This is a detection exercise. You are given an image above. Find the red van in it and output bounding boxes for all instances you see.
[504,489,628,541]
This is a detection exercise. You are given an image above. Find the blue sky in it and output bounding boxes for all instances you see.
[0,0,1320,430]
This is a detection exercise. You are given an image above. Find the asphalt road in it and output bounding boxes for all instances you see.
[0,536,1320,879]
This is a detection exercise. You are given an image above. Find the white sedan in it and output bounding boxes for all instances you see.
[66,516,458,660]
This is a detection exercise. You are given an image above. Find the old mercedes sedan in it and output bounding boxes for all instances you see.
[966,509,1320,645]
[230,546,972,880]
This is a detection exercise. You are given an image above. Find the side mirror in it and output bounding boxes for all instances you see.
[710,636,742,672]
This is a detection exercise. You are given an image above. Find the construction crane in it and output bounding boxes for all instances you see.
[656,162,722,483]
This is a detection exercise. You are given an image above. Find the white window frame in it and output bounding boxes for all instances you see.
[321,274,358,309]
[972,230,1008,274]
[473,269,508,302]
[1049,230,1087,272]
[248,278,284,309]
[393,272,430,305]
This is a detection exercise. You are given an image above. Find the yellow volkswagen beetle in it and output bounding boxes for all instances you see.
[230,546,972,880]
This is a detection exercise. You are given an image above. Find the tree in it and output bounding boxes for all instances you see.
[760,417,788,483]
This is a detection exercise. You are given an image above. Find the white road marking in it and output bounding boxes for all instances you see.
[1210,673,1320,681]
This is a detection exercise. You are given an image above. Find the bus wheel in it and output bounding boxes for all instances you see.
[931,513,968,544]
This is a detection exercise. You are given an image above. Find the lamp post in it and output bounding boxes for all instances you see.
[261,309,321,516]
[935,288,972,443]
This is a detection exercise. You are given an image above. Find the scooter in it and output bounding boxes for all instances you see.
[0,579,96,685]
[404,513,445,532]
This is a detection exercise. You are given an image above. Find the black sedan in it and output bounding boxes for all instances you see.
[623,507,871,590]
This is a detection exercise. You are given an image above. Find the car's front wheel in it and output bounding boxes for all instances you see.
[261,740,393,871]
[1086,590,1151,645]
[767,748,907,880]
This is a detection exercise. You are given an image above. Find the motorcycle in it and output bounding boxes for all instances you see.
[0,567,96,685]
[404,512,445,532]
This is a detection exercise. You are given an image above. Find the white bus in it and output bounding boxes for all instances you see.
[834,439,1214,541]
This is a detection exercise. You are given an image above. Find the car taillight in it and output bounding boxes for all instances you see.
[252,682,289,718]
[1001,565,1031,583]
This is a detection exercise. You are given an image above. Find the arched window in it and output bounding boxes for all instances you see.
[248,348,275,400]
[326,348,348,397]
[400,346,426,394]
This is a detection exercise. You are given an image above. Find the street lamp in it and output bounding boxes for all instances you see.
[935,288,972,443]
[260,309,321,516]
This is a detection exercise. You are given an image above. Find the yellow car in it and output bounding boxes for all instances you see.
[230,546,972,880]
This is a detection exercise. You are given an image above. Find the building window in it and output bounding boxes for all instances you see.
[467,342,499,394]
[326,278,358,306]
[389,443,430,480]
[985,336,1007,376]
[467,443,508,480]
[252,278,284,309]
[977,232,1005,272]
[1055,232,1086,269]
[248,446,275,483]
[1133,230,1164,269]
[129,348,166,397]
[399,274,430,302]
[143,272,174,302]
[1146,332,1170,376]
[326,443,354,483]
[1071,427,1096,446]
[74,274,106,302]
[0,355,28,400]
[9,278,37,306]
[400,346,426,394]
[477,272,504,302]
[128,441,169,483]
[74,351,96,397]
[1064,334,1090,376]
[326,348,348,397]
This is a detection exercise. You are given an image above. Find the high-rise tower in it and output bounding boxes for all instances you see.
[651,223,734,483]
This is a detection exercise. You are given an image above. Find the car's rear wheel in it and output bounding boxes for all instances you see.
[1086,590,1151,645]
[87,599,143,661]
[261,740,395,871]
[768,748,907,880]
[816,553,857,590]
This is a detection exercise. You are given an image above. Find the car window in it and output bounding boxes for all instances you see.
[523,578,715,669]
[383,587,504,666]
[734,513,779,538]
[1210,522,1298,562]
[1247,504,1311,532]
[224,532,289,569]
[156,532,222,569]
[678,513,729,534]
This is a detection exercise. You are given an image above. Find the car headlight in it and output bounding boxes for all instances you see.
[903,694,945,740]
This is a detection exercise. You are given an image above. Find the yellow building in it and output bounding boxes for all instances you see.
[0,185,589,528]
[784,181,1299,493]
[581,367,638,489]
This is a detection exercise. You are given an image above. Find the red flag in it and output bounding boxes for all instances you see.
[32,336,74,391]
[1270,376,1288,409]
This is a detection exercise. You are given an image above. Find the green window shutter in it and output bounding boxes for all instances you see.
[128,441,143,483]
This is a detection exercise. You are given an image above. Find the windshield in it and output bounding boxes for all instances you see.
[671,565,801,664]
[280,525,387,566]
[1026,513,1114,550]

Task to complete:
Rewrite the material above with every occurrence of "detection exercise" renamed to "localization exercise", and leave all other text unchanged.

Result for this task:
This is a localization exercise. You are given an image above. Find the red van in it and output bounding boxes for all instances you see.
[504,489,628,541]
This is a localization exercise. You are given an image above. Find the blue sky in it and output bounding boxes for all instances you see.
[0,0,1320,430]
This is a localization exercise. You are given an image above. Find the asphalt road in it and output bounding boxes for all instances you see.
[0,536,1320,879]
This is a localization exercise. You are given an image above. Find the white sedan in it and output bounding boxes for all instances you see.
[66,516,458,660]
This is a localization exercise. You are given an image above. Find the old mercedes sedan in it and output bounding boxes for all instances you see.
[966,509,1320,645]
[230,546,972,880]
This is a localization exercise. You are given an image above. Find the side mirror in it and output bounding boxes for all instances you see.
[710,636,742,672]
This is a localization exercise. You are given an image above. Find the construction crane in it and output bounding boxes for all instances you see.
[656,162,722,483]
This is a localization exercise. You are given an image above. Find the white window frame in it and output bounding boxes for all instances you see.
[321,274,358,309]
[972,230,1008,274]
[473,269,508,302]
[1049,230,1087,272]
[248,278,284,309]
[393,272,430,305]
This is a localization exercise. You are given an image above. Find the yellow volkswagen beetle in it and output bounding boxes for all instances you see.
[230,546,972,880]
This is a localization exercise. You are given an image above. Find the tree in it and output bounding boxes for all instances you see.
[760,417,788,483]
This is a localization exercise. You are given an image above. Find the white road marking in it and output bounding boxes for all instances you see.
[1210,673,1320,681]
This is a localization exercise. You are given an image above. Find the bus wheel in it and output bounding boxes for all instances you see.
[931,513,968,544]
This is a localization exercise. You are given an image above. Find the lamp post in it and output bounding boxes for all instances you see.
[261,309,321,516]
[935,288,972,443]
This is a localization exercise. You are given an image above. Find the scooter in it and output bounding boxes for all instances you see.
[0,579,96,685]
[404,513,445,532]
This is a localization exercise. You are given an image above. Find the black sedan in it and output bounding boxes for all instances you see.
[623,507,871,590]
This is a localization exercise. You are given an image above. Find the car's front wheel in it and output bounding boxes for all instances you see.
[261,740,393,871]
[1086,590,1151,645]
[767,748,907,880]
This is a localization exercise. You are given an image above. Find the motorcycle in it and output bounding boxes for all instances you see.
[0,567,96,685]
[404,512,445,532]
This is a localization exercise. You are given an image above. Find the white bus in it and output bounding boxes for all instances you see.
[834,439,1214,541]
This is a localization exercise. You are given an image above. Find the car taillight in it and output bounding boxes for all instances you see.
[252,682,289,718]
[1001,565,1031,583]
This is a localization exercise. You are given an image above. Find the arched window in it and output bounding boxes for all instances you see.
[248,348,275,400]
[326,348,348,397]
[400,346,426,394]
This is a localization exercise. You are given an image above. Find the street lamp in it and output bounding boxes for all instances you see.
[935,288,972,443]
[260,309,321,516]
This is a localization exercise. You are given an image above. Find the yellow car in it and output bounding boxes for all instances you see.
[230,546,972,880]
This is a localization exercise. You are given an image above. Find the building window in it and output bounding boxes for all instances you see.
[467,342,499,394]
[326,278,358,306]
[389,443,430,480]
[985,336,1007,376]
[467,443,508,480]
[252,278,284,309]
[977,232,1005,272]
[1055,232,1086,269]
[248,446,275,483]
[1133,230,1164,269]
[129,348,166,397]
[399,274,430,302]
[143,272,174,302]
[1146,332,1170,376]
[326,443,354,483]
[1071,427,1096,446]
[74,274,106,302]
[0,355,28,400]
[9,278,37,306]
[400,346,426,394]
[477,272,504,302]
[128,441,169,483]
[74,351,96,397]
[1064,334,1090,376]
[326,348,348,397]
This is a localization exercise. You are given an image above. Find the high-rise tower in it and output bounding boxes for all instances you see.
[651,223,734,483]
This is a localization exercise. You are given an image above. Find the car's rear wheel in it and output bounding boxes for all instances you see.
[1086,590,1151,645]
[87,599,143,661]
[261,740,395,871]
[768,748,907,880]
[816,553,857,590]
This is a localization exercise. You are given an image above. Find the car window in it and output bounding boxes for all instances you see.
[523,578,715,669]
[383,587,504,666]
[734,513,779,538]
[1210,522,1298,562]
[1247,504,1311,532]
[224,532,289,569]
[156,532,222,569]
[678,513,729,534]
This is a localization exercise. You are given an image above. Find the car headlight in it and output bounding boxes for all instances you see.
[903,694,945,740]
This is a localization exercise. You are given an image above. Find the yellow building in it and output bounding boxes for all instances you see.
[0,185,589,528]
[784,181,1299,493]
[581,367,638,489]
This is a localization exercise. You are given an image above. Find the red flag in it and output bounding boxes for all instances you see.
[32,336,74,391]
[1270,376,1288,409]
This is a localization exercise. You are given an image above. Find the green window shutter in it and output bounding boxes for all instances you see.
[128,441,143,483]
This is a localization exercise. You are given an image above. Find the windshield in it and output bounding boxes for all instances you see.
[671,565,801,664]
[280,525,387,566]
[1026,513,1114,550]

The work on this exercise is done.